Enter the greedy and aristocratic Belgian, King Leopold II. Thanks to an expedition by Henry Stanley, Leopold had possessed an enormous slab of the Congo about equal to the size of Europe. Acquired as part of Belgium? Nope. He wanted this one all to himself. Called Congo Free State, it was ripe for the plucking and replete with ivory and the new found liquid gold, rubber.



With more free labor than he could ever need, he would ship only guns, powder and ammunition IN to Africa, with rubber and the blood of the Congolese pouring out. Until rubber resources could be mass produced, the King realized if he could make this work he would own rubber production for at least a decade..and he did. The cost was terrible. Entire villages were murdered, children held hostage and tortured, mutilated or killed if the fathers returned from the fields with sub-par baskets of rubber extract. The soldiers began to get paid by the killing, and as proof would be required to return with severed hands as proof. The soldiers got greedy, and would just begin lopping of indiscriminate children, women and men's hands..while still alive..often so many per soldier they had to be steamed and shrunken to get back to the pay camp. This left thousands of amputated people who would probably die slowly of infection rather quickly at the end of a rifle. Forced labor, mass rape, and unheard of brutality fed the European and American demand for rubber goods. Back in Belgium, King Leopold II with both hands attached greedily filled his coffers and expanded his private villa's, palaces and personal museums. he would even construct a "Triumphal Arch" to himself entirely from the blood money born from the Congo Free State.
═══
ASSIGNMENT = Resume the text on King Leopold II and the Congo Free State, starting after its last sentence.

Referring expression pointing data:
═══
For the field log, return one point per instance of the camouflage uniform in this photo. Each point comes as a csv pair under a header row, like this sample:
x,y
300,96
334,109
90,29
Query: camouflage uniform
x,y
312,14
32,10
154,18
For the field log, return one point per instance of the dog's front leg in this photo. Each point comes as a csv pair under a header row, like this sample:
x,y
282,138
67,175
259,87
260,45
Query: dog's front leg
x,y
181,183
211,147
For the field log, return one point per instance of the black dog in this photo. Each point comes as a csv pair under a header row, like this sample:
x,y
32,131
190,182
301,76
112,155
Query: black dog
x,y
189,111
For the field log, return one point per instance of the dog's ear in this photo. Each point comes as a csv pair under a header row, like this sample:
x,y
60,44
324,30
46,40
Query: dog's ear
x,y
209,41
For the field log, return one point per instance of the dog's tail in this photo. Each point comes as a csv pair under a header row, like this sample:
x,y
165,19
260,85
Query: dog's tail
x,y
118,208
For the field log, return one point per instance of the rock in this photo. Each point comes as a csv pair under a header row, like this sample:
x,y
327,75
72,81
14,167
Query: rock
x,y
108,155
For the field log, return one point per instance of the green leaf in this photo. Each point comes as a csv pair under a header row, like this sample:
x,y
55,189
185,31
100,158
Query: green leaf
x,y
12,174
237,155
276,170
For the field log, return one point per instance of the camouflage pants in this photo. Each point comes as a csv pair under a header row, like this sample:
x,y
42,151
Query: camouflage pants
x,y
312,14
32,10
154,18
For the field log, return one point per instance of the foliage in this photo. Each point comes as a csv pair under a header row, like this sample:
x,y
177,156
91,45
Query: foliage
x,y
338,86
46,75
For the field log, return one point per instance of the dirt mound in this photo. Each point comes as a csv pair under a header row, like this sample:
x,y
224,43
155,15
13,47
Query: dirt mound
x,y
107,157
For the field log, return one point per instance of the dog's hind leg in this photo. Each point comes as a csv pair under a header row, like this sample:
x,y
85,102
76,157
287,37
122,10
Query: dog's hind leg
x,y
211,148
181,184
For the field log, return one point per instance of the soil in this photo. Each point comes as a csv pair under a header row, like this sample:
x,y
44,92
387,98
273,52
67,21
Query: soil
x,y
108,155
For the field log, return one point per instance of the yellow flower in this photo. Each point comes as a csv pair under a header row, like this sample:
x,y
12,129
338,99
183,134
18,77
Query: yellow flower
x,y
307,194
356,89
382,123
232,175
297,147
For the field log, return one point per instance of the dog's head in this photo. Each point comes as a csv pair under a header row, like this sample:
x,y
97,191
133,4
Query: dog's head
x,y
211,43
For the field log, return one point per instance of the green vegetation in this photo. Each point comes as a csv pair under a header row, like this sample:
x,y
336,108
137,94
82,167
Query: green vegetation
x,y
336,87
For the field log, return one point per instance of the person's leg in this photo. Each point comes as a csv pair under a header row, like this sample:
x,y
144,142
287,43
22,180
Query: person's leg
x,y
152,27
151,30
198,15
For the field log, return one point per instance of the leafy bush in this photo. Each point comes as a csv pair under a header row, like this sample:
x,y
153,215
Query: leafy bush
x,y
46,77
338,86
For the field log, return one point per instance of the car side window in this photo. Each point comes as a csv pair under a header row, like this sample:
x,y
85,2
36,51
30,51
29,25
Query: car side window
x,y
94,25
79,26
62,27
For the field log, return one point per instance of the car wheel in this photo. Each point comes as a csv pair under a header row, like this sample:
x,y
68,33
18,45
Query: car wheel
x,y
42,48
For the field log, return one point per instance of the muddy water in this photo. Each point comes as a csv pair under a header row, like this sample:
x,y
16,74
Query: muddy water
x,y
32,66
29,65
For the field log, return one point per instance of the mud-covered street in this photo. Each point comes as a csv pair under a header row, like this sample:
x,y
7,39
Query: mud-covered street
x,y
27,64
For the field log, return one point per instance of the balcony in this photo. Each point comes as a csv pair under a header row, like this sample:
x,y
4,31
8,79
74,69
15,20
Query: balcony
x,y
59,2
═══
OUTPUT OF THE EXERCISE =
Thankfully, it wasn't all going entirely unnoticed. English shipping clerk and astute French speaker, he was often in Belgian ports to witness the off-loading of ivory and rubber. he was also there to see what was being ON-loaded to those same ships heading back to the Congo. The documents read "...items of daily use as payments for trade...", but all Mr. Morel saw were guns and ammunition. After careful inspections of records, he found that no payments were heading into the Congo, nor were the monetary amounts recorded even close to matching what was being off loaded.

The workers' lives were too often tragically changed for the worse, like this instance witnessed by Reverend John Harris...

"Breakfast was just finished when an African father rushed up the veranda steps of our mud house and laid upon the ground the hand and foot of his little daughter, whose age could not have been more than five years." If you have ever read Conrad's "Heart Of Darkness," this was it in real time. For the sake of rubber goods, it is estimated that ten million Congolese were killed. And King Leopold? He would spend the money on renovating his Paris villa and spent many days there lavishing gifts on his mistress, a prostitute he had met in there many years prior. Now when you set about changing that flat tire, it may make you pause and think about how much you treasure your hands....

6 Comments:

At 7:54 PM, Blogger rushman said...

HOOOOOLY SHIT I'm f***ing exhausted...

 
At 5:11 AM, Blogger Sharpie said...

Maybe from fondling your junk! Take your advanced ADD and couple it with the fact that you can't read, and you would never have made it past the first photo!

"How many ADD kids does it take to screw in a light bulb?"

"CHICKENS!"

When are we gonna have a beer?

 
At 7:04 AM, Blogger Tookie said...

Cut and Paste boys Cut and Paste the way to get the info. across

 
At 8:07 AM, Blogger rushman said...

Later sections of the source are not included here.